- _Actions to take_
1 - In the court order, rewrite the passage from "Ashcroft v. Iqbal, 129" to "U.S. at 570.", switching "facial plausibility" to "plausibility on its face".
2 - Which court cases does the order on dismissal of the complaint cite by their full case names?

- _Selected extract_
United States District Court, E.D. California
ORDER
CAROLYN K. DELANEY, UNITED STATES MAGISTRATE JUDGE
Plaintiff
is proceeding in this action pro se. Plaintiff has requested
authority pursuant to 28 U.S.C. § 1915 to proceed in
forma pauperis. This proceeding was referred to this court by
Local Rule 302(c)(21).
Plaintiff
has submitted the affidavit required by § 1915(a)
showing that plaintiff is unable to prepay fees and costs or
give security for them. Accordingly, the request to proceed
in forma pauperis will be granted. 28 U.S.C. § 1915(a).
The
federal in forma pauperis statute authorizes federal courts
to dismiss a case if the action is legally “frivolous
or malicious, ” fails to state a claim upon which
relief may be granted, or seeks monetary relief from a
defendant who is immune from such relief. 28 U.S.C. §
1915(e)(2).
A claim
is legally frivolous when it lacks an arguable basis either
in law or in fact. Neitzke v. Williams, 490 U.S.
319, 325 (1989); Franklin v. Murphy, 745 F.2d 1221,
1227-28 (9th Cir. 1984). The court may, therefore, dismiss a
claim as frivolous where it is based on an indisputably
meritless legal theory or where the factual contentions are
clearly baseless. Neitzke, 490 U.S. at 327.
In
order to avoid dismissal for failure to state a claim a
complaint must contain more than “naked assertions,
” “labels and conclusions” or “a
formulaic recitation of the elements of a cause of
action.” Bell Atlantic Corp. v. Twombly, 550
U.S. 544, 555-557 (2007). In other words, “[t]hreadbare
recitals of the elements of a cause of action, supported by
mere conclusory statements do not suffice.”
Ashcroft v. Iqbal, 129 S.Ct. 1937, 1949 (2009).
Furthermore, a claim upon which the court can grant relief
has facial plausibility. Twombly, 550 U.S. at 570.
“A claim has facial plausibility when the plaintiff
pleads factual content that allows the court to draw the
reasonable inference that the defendant is liable for the
misconduct alleged.” Iqbal, 129 S.Ct. at 1949.
When considering whether a complaint states a claim upon
which relief can be granted, the court must accept the
allegations as true, Erickson v. Pardus, 127 S.Ct.
2197, 2200 (2007), and construe the complaint in the light
most favorable to the plaintiff, see Scheuer v.
Rhodes, 416 U.S. 232, 236 (1974).
The
court finds the allegations in plaintiff’s complaint so
vague and conclusory that it is unable to determine whether
the current action is frivolous or fails to state a claim for
relief. The court has determined that the complaint does not
contain a short and plain statement as required by
Fed.R.Civ.P. 8(a)(2). Although the Federal Rules adopt a
flexible pleading policy, a complaint must give fair notice
and state the elements of the claim plainly and succinctly.
Jones v. Community Redev. Agency, 733 F.2d 646, 649
(9th Cir. 1984). Plaintiff must allege with at least some
degree of particularity overt acts which defendants engaged
in that support plaintiff’s claim. Id. Because
plaintiff has failed to comply with the requirements of
Fed.R.Civ.P. 8(a)(2), the complaint must be dismissed. The
court will, however, grant leave to file an amended
complaint.

- _Data records_
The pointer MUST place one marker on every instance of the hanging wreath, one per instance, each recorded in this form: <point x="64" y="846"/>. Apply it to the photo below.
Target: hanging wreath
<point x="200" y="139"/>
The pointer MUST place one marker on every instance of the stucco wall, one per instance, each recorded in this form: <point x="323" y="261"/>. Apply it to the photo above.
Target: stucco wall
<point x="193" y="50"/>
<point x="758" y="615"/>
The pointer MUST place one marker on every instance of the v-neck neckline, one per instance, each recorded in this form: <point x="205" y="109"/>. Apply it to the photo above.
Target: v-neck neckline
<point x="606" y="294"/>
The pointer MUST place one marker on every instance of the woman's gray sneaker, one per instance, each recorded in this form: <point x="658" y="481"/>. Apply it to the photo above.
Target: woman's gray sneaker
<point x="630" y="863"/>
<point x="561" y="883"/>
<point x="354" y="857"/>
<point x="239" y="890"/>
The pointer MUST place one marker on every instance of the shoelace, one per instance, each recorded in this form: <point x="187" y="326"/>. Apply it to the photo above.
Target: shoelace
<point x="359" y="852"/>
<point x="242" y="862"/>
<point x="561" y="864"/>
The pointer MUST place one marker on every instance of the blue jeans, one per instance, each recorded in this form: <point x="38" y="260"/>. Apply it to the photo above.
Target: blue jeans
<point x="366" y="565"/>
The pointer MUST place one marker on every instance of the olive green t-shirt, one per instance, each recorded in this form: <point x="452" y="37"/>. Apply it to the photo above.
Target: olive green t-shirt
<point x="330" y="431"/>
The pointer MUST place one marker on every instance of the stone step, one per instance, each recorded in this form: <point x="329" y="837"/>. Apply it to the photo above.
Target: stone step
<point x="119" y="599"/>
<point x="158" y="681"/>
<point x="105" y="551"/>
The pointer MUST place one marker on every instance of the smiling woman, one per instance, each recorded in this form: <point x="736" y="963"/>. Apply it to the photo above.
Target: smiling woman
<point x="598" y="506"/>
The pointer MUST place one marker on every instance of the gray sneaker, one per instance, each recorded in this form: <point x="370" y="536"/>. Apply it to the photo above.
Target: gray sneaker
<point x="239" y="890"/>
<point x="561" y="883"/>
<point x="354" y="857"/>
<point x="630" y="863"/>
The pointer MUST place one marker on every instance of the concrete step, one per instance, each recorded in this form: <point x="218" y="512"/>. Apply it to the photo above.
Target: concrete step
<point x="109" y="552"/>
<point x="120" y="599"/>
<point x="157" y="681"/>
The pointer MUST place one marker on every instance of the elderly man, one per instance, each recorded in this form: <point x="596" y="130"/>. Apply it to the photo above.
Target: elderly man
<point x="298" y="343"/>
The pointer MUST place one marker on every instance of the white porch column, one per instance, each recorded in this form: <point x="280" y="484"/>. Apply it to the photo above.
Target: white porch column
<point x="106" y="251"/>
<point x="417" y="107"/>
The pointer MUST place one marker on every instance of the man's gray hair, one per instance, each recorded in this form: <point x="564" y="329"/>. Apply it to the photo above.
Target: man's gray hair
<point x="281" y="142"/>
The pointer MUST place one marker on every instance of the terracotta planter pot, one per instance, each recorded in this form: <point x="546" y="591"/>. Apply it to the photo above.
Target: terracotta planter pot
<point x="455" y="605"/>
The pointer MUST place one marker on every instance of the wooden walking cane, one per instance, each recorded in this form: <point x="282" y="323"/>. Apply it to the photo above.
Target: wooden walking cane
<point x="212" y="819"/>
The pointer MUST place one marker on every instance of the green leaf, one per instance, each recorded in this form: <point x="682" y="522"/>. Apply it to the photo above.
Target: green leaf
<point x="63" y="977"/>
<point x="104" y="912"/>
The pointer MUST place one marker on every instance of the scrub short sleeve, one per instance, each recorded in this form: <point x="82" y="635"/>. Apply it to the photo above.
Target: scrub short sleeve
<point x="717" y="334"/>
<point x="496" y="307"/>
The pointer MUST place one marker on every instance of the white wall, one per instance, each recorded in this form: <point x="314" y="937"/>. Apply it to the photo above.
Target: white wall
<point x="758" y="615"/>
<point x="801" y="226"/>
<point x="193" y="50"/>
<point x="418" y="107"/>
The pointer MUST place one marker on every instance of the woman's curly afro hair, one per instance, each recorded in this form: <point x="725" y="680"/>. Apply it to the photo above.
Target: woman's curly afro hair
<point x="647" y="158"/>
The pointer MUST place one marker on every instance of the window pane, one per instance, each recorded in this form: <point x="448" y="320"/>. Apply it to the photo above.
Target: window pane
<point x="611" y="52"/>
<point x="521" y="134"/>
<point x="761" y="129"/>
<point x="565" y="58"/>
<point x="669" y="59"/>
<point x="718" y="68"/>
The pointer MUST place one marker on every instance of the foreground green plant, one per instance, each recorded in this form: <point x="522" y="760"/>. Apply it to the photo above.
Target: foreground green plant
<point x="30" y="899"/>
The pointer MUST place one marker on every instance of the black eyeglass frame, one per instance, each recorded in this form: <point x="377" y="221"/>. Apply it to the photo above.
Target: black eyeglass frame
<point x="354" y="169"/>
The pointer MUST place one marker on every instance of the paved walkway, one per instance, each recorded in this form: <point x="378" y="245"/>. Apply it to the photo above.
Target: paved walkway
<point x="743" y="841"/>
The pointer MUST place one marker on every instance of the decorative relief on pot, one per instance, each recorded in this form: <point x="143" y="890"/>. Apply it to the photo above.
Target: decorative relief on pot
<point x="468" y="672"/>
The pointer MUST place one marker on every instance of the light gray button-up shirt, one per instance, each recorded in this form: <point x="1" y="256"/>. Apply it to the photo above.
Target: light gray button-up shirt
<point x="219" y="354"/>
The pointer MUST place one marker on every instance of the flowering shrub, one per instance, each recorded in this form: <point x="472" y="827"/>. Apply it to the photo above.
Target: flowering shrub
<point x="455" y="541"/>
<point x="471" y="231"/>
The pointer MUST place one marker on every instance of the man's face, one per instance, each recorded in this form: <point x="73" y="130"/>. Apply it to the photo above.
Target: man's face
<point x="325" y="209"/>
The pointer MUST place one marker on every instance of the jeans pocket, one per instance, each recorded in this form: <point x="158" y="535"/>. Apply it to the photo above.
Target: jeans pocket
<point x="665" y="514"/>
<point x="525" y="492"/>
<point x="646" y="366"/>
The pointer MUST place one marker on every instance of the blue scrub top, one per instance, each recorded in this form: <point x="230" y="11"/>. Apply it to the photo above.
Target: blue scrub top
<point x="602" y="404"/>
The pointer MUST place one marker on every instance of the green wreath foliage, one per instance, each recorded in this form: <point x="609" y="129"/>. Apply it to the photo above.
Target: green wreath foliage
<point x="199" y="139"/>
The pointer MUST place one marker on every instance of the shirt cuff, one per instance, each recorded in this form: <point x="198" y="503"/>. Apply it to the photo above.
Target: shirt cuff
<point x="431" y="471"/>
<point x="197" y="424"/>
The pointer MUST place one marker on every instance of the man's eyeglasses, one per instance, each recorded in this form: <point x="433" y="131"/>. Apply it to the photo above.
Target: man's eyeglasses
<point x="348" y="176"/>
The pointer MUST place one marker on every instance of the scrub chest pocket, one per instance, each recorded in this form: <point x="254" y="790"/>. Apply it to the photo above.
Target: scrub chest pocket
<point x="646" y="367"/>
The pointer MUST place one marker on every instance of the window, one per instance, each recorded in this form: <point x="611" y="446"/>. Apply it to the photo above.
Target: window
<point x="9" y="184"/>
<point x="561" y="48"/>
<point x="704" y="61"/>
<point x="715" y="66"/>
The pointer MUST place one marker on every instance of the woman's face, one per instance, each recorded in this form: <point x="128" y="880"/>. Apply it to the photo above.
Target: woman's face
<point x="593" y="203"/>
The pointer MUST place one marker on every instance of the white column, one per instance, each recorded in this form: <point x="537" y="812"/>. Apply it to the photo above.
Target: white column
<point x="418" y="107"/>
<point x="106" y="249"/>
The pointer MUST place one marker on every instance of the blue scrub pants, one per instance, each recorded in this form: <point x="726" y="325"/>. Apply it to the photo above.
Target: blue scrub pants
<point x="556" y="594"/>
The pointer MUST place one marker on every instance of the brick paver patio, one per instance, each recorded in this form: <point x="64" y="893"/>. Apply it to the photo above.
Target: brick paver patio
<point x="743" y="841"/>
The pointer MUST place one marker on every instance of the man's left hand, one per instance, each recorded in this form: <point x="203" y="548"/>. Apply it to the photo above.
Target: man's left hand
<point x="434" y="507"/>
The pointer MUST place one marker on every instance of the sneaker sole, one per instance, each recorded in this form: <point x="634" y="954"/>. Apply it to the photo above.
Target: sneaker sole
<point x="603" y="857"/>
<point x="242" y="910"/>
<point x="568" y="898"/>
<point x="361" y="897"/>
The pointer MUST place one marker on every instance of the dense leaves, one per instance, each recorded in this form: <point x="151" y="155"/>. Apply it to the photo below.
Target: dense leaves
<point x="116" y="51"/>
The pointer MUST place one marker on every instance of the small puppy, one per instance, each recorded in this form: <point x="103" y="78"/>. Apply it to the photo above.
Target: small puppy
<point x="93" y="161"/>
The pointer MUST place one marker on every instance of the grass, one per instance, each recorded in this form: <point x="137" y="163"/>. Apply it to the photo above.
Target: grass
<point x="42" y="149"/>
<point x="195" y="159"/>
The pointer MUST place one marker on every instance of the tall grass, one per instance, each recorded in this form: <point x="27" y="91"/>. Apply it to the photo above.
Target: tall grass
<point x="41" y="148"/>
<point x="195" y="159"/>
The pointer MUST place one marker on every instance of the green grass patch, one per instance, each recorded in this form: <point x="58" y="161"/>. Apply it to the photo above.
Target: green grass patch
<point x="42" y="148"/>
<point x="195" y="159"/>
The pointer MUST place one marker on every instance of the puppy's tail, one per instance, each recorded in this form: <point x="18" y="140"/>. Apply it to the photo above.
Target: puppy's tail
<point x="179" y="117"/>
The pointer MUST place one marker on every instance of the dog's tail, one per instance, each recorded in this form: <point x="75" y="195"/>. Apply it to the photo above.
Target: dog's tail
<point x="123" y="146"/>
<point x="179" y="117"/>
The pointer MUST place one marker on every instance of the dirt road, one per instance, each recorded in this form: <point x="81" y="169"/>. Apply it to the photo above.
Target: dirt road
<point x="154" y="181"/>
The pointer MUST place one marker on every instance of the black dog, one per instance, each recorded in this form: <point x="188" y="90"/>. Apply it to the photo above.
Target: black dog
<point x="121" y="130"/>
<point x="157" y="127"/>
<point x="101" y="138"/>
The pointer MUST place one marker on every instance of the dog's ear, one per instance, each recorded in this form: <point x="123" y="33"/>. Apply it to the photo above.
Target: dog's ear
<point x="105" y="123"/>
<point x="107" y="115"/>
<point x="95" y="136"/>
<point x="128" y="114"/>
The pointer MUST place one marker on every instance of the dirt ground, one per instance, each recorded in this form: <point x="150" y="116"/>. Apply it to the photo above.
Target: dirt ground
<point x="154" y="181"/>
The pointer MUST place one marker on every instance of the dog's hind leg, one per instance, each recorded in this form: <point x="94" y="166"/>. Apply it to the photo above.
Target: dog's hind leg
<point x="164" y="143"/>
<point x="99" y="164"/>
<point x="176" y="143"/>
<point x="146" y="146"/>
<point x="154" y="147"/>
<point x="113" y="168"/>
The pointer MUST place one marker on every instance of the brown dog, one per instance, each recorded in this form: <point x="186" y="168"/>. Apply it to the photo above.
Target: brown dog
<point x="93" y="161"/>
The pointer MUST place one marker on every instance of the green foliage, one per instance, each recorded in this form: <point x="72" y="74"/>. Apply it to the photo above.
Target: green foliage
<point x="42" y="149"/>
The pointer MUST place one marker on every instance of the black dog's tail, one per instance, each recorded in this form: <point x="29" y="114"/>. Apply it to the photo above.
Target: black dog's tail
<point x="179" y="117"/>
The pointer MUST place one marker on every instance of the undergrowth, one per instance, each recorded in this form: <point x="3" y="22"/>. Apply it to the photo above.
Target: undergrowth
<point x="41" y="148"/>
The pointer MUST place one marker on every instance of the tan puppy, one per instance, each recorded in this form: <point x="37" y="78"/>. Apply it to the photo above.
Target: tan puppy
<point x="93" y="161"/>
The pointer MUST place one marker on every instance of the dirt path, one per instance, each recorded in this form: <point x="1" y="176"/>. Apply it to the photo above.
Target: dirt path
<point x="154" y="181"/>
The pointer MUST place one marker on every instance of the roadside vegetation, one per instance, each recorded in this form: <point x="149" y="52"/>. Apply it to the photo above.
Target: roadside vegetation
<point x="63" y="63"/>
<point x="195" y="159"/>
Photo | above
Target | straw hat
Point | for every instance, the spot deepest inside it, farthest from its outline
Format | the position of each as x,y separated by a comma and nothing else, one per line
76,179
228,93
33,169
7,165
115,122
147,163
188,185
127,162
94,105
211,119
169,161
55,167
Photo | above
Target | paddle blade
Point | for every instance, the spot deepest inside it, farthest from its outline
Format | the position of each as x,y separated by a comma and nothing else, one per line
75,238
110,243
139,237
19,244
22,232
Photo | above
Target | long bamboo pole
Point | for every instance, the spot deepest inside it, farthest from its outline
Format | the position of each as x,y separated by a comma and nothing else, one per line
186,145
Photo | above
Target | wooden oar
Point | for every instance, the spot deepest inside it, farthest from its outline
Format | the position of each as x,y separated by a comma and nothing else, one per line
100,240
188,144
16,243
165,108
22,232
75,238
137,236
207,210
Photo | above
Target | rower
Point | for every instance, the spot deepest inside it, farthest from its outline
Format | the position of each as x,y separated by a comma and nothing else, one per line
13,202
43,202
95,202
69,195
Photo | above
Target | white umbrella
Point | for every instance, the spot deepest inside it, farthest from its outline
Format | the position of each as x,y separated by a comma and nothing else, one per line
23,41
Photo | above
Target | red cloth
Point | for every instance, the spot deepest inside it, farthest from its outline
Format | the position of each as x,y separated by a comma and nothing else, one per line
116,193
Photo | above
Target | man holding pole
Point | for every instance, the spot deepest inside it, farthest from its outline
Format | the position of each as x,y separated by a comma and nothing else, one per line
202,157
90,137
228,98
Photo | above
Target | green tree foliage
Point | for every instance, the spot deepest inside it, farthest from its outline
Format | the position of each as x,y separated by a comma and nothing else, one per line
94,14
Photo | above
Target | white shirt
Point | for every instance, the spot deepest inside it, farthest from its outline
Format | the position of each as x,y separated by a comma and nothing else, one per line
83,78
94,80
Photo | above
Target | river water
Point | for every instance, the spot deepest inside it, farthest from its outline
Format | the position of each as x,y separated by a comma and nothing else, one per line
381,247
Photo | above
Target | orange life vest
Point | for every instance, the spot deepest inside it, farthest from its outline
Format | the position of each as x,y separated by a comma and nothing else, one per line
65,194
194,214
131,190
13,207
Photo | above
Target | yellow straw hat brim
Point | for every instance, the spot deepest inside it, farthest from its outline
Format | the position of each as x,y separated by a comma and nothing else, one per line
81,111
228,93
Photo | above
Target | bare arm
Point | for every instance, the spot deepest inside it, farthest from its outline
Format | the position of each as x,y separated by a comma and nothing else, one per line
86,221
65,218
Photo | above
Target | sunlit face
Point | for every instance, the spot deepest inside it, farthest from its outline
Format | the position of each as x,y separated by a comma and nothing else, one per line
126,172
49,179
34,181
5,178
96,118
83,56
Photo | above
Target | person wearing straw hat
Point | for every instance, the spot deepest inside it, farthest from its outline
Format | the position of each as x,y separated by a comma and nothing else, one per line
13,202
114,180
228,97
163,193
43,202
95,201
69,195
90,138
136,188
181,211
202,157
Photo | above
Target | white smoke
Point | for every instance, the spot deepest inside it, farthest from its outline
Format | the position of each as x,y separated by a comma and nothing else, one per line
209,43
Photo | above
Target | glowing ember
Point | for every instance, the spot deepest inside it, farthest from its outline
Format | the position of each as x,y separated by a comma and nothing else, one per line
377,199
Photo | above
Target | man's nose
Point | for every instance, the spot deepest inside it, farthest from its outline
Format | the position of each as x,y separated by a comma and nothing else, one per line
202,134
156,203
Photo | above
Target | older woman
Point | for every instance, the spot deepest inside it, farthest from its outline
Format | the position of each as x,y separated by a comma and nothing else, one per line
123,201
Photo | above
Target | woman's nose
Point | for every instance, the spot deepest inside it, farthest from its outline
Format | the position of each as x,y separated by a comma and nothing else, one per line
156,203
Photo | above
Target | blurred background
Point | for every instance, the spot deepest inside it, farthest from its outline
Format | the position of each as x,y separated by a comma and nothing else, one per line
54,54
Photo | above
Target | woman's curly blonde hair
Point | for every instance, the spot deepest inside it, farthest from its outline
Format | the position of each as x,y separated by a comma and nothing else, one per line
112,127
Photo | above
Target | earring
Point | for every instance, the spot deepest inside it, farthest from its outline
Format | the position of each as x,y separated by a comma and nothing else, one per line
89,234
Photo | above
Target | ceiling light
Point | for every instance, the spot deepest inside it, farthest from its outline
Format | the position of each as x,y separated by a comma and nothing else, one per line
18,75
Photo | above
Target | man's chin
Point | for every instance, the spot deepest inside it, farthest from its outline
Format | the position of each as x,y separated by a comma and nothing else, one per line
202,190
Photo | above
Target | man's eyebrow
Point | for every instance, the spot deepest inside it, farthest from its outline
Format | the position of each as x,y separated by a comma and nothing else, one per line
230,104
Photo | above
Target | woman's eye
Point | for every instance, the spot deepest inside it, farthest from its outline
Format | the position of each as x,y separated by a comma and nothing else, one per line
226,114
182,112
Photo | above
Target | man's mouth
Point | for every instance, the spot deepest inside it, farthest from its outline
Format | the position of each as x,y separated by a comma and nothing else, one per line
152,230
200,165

- _The responses_
1 -
Ashcroft v. Iqbal, 129 S.Ct. 1937, 1949 (2009).
Furthermore, a claim upon which the court can grant relief
has plausibility on its face. Twombly, 550 U.S. at 570.

2 -
- Neitzke v. Williams
- Franklin v. Murphy
- Bell Atlantic Corp. v. Twombly
- Ashcroft v. Iqbal
- Erickson v. Pardus
- Scheuer v. Rhodes
- Jones v. Community Redev. Agency